Image of an engraving from the Sumatra railway memorial on Sumatra itself
A engraving from the Sumatra railway memorial. Amanda Farrell.

February this year saw the seventieth anniversary of the Fall of Singapore on 15th of that month 1942. Between June of that year and October 1943, over 60,000 Allied troops would be forced to labour as prisoners of war (POWs) on the Burma-Thailand railway.  It is not so popularly known, however, that after this a second ‘Death Railway’ project was overseen by many of the same Japanese engineers. This second railway was built on the island of Sumatra, and its construction involved nearly 5,000 Allied POWs.

As an island rich in coal and oil, Sumatra presented a vital energy resource for the Japanese. Their intention was that the new line starting at Pakanbaroe in the east of Sumatra would connect to an existing track at the town of Moeara, and continue to the western port of Padang. By joining the new track with the old, and constructing a tributary line to connect the railway to Sumatran coal mines, the Japanese planned to transport fuel and troops by rail for shipping from Padang to Singapore.

LISTED ENTRIES:
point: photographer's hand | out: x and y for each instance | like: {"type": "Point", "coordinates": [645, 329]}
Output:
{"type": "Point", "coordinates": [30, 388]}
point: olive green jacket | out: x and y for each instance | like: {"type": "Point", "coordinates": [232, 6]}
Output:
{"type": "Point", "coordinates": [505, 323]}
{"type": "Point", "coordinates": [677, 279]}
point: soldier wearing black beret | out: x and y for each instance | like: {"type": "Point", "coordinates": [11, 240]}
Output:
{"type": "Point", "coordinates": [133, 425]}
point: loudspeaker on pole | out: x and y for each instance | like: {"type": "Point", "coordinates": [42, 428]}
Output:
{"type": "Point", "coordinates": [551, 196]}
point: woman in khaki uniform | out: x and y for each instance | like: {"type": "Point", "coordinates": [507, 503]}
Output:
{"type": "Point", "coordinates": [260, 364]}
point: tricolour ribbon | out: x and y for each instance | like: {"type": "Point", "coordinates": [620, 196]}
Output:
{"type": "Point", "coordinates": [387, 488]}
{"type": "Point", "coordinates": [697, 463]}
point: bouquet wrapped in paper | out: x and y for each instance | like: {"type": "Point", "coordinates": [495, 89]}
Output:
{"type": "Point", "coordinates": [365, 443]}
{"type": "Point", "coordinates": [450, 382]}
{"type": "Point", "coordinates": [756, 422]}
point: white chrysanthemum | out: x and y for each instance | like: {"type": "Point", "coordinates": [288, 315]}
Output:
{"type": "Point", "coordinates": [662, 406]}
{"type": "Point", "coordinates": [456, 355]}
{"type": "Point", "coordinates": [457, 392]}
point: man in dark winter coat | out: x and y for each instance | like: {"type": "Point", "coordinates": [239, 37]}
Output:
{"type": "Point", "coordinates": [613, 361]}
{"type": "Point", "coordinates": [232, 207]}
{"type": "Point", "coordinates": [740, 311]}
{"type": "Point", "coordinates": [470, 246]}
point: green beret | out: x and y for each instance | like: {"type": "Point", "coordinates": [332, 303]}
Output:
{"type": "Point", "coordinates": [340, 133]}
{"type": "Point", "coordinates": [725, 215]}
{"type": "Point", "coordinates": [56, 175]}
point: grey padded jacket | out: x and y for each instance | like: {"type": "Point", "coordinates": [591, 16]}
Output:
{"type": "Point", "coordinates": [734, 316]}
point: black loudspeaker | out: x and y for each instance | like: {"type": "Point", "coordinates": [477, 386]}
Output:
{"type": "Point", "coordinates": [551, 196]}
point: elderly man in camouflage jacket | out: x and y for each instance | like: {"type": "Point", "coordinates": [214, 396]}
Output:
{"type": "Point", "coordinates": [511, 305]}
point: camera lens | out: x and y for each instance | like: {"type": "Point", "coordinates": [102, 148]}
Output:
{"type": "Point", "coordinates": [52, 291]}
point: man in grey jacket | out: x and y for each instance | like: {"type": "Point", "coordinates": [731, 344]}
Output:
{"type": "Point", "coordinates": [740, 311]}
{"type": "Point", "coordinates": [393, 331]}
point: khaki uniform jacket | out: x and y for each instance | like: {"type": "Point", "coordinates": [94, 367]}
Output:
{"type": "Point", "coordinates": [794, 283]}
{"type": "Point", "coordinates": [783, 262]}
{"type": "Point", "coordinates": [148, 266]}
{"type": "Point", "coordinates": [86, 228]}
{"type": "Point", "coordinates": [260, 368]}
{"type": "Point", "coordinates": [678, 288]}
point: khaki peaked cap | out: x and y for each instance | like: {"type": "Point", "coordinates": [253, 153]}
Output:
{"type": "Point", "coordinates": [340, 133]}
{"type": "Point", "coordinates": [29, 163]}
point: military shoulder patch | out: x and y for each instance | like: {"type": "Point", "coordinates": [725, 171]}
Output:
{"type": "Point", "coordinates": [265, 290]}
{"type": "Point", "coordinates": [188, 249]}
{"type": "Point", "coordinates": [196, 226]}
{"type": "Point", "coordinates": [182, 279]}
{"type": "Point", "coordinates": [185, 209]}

TASK TO COMPLETE:
Extend the passage on the Sumatra railway, continuing from its final sentence.

ANSWER:
The track between Pakanbaroe and Moeara was approximately 140 miles long, with a total of 17 camps made and lived in by prisoners. Since there was no place to which men could escape, very few were fully enclosed by the bamboo fences or barbed wire associated with typical images of POW camps. The railway was built through mountain ranges and thick jungle, and across swamp and river.

The first contingent of POWs arrived at Pakanbaroe in May 1944, and the railway was completed on the day of Japanese surrender, 15 August 1945. Just over 670 POWs lost their lives during the construction work, and two thousand others died when ships transporting them to Pakanbaroe were torpedoed by Allied submarines. As on Burma-Thailand, native forced labourers known as romusha were also conscripted: eighty thousand romusha died in appalling conditions.

The collections within IWM archives from POWs held on Sumatra range from memoirs and scrapbooks, to diaries and oral history recordings. They are illuminating, many of them sharp and vivid in detail. The memories the individual men tell are harrowing at times, whilst in other moments they are witty and self-deprecating. The creativity and inventiveness that many POWs employed in devising basic medical treatments, or to make meagre rations more palatable, serves as a poignant reminder of the spirit they needed to survive. Perhaps most importantly the stories, often edited in later years, can shed light on the different ways in which the men themselves remembered their captivity, and how the memories changed for them as they got older.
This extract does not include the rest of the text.